Object point labels:
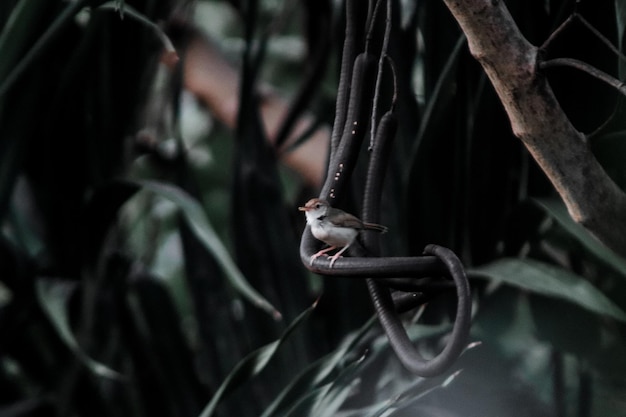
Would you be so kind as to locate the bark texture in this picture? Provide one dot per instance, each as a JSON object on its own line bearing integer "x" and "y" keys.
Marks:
{"x": 511, "y": 63}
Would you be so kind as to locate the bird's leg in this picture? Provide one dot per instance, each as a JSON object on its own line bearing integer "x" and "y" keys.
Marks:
{"x": 337, "y": 255}
{"x": 320, "y": 253}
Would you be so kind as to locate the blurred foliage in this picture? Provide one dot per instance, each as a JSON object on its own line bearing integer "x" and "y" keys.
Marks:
{"x": 144, "y": 259}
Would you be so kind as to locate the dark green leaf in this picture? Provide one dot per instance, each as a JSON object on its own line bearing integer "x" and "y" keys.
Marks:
{"x": 253, "y": 364}
{"x": 54, "y": 296}
{"x": 557, "y": 210}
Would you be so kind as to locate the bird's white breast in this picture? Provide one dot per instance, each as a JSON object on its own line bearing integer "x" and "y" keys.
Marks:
{"x": 331, "y": 234}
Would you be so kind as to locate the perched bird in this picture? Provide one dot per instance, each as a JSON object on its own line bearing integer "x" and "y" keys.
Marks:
{"x": 334, "y": 227}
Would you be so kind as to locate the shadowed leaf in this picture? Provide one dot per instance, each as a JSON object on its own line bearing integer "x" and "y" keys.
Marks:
{"x": 253, "y": 364}
{"x": 54, "y": 296}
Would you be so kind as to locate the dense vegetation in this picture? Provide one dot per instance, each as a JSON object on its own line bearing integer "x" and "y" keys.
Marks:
{"x": 143, "y": 263}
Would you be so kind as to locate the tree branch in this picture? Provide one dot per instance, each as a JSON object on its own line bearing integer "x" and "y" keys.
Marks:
{"x": 510, "y": 61}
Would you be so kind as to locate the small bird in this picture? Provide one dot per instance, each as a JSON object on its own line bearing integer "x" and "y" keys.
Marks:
{"x": 334, "y": 227}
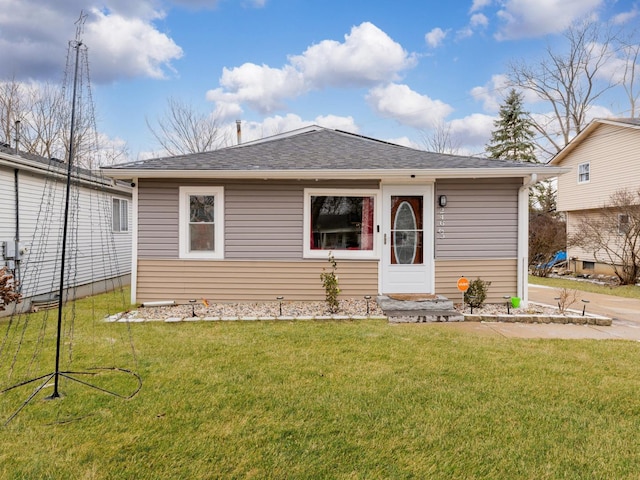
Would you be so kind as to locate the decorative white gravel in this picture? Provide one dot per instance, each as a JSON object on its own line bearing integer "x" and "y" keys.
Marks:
{"x": 349, "y": 309}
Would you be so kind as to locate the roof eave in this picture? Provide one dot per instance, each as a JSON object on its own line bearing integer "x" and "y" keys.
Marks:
{"x": 542, "y": 172}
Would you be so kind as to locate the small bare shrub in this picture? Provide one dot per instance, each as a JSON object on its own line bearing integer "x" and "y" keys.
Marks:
{"x": 330, "y": 284}
{"x": 8, "y": 292}
{"x": 476, "y": 294}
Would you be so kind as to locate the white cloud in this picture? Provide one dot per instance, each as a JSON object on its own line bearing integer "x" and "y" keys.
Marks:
{"x": 129, "y": 47}
{"x": 479, "y": 20}
{"x": 535, "y": 18}
{"x": 435, "y": 37}
{"x": 479, "y": 5}
{"x": 492, "y": 94}
{"x": 407, "y": 106}
{"x": 121, "y": 36}
{"x": 367, "y": 57}
{"x": 472, "y": 132}
{"x": 260, "y": 86}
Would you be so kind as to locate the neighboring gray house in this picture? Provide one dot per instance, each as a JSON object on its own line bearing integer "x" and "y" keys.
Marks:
{"x": 32, "y": 194}
{"x": 259, "y": 220}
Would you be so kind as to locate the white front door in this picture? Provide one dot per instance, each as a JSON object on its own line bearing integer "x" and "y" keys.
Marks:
{"x": 407, "y": 239}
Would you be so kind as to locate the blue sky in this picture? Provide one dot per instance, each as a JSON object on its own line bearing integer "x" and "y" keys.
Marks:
{"x": 390, "y": 69}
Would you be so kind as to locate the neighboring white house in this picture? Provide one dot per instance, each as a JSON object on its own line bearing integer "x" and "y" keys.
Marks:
{"x": 32, "y": 208}
{"x": 604, "y": 158}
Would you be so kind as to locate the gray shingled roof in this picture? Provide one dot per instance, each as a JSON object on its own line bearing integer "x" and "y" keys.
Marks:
{"x": 316, "y": 149}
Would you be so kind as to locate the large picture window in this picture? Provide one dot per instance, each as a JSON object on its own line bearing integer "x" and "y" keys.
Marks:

**Written problem**
Would you set down the listing exactly, omitting pictures?

**Result**
Would you be so kind as to locate the bark texture in this picture? Provide one dot per instance, each as a JSON object on its own line bearing integer "x" and "y" keys.
Marks:
{"x": 511, "y": 63}
Would you be so kind as to locate the bird's leg in this picture? Provide one dot per instance, each as a JSON object on its own line bearing integer "x" and "y" keys.
Marks:
{"x": 337, "y": 255}
{"x": 320, "y": 253}
Would you be so kind as to locate the blurred foliage in this picture? Provide one dot per instance, each as a JSON object on its own line bearing integer "x" and "y" keys.
Marks:
{"x": 144, "y": 259}
Would you be so kind as to locate the dark green leaf in this picture? Provide one dot per instance, each as a JSON object on its own line bearing integer "x" and "y" keys.
Marks:
{"x": 253, "y": 364}
{"x": 54, "y": 296}
{"x": 557, "y": 210}
Would you be so kind as to locate the bird's white breast in this picture? Provide one dot per instance, each as a JSON object on its own line bearing integer "x" and "y" keys.
Marks:
{"x": 331, "y": 234}
Would you be so kind as to locate the perched bird in this picture? Provide one dot per instance, each as a JSON object on its own line bearing integer "x" and "y" keys.
Marks:
{"x": 334, "y": 227}
Would you be so kind as to locate the shadowed leaf in this picture? Provide one dot per instance, each as a JSON object on its own line bearing integer "x" and "y" keys.
Marks:
{"x": 253, "y": 364}
{"x": 54, "y": 296}
Would you be so kind as to locate the dense vegetation in this picture? Provide one dot per instance, each as a JSON object on its own line bearing integer "x" and "y" keys.
Marks:
{"x": 143, "y": 263}
Would you be so kind as to locate the tree branch in this picture? Provide one dot per instance, each as a JSON object on its own line bearing integer "x" and "y" keys.
Marks:
{"x": 510, "y": 61}
Would you be so kind as to locate the small bird in this picture? Provide one dot per instance, each as a JSON object on its own line bearing integer "x" and "y" keys.
Marks:
{"x": 334, "y": 227}
Would you be so kind as to locate the decorative white gravel in this picture? Provide one dot per instance, each as a JSON object on its own line bearing integer "x" and "y" keys.
Marks:
{"x": 349, "y": 309}
Would you be so kind as to locate the roof eave in this picture? Provide one dot per instance, each as a JSON object on its own line bearing integer "x" and "y" keys.
Marks:
{"x": 542, "y": 172}
Would you be so kind as to locate the small bare shrub in this picture? Provide one dot per instance, each as a JSON object on its own line bearing integer "x" and "y" keys.
Marks:
{"x": 330, "y": 284}
{"x": 8, "y": 292}
{"x": 476, "y": 294}
Would you be so kind as to locate the white cloud in this picture? Provide one dot per instance, each as a JSON object on its own line bearing integer "x" and "y" keys.
Marks:
{"x": 129, "y": 47}
{"x": 479, "y": 20}
{"x": 535, "y": 18}
{"x": 435, "y": 37}
{"x": 479, "y": 5}
{"x": 492, "y": 94}
{"x": 407, "y": 106}
{"x": 121, "y": 36}
{"x": 367, "y": 57}
{"x": 472, "y": 132}
{"x": 260, "y": 86}
Would you be so kind as to locate the neighboring gray house in this picture? Provide one dot per instance, each as a JSON object on its own line bearing integer "x" and "y" keys.
Marks:
{"x": 32, "y": 194}
{"x": 259, "y": 220}
Would you be so kind as to locate the white front door in this picture? Provide one dot per instance, each as a JSON object on its own line bearing integer "x" and "y" keys.
Marks:
{"x": 407, "y": 239}
Would you be so kind as to locate the blue sky in this picture? Provide one dot per instance, each as a JSON object on its own line bearing integer "x" and "y" keys.
Marks:
{"x": 390, "y": 69}
Would you be so kind as to locate the neighboring white house in this picture? Provide one dot per instance, each as a JSON object on its own line bearing integer "x" and "y" keys.
Marks:
{"x": 32, "y": 208}
{"x": 604, "y": 158}
Would you be so kind as to locate the gray shingled roof in this picture? Provide one dot per instance, each as a JSON object on its own line bearing integer "x" and "y" keys.
Marks:
{"x": 316, "y": 149}
Would you be so kind as to locate the large picture window in this picture? Provide one dot per instance, each as a JSON object on its own line bearing integer "x" and "y" keys.
Marks:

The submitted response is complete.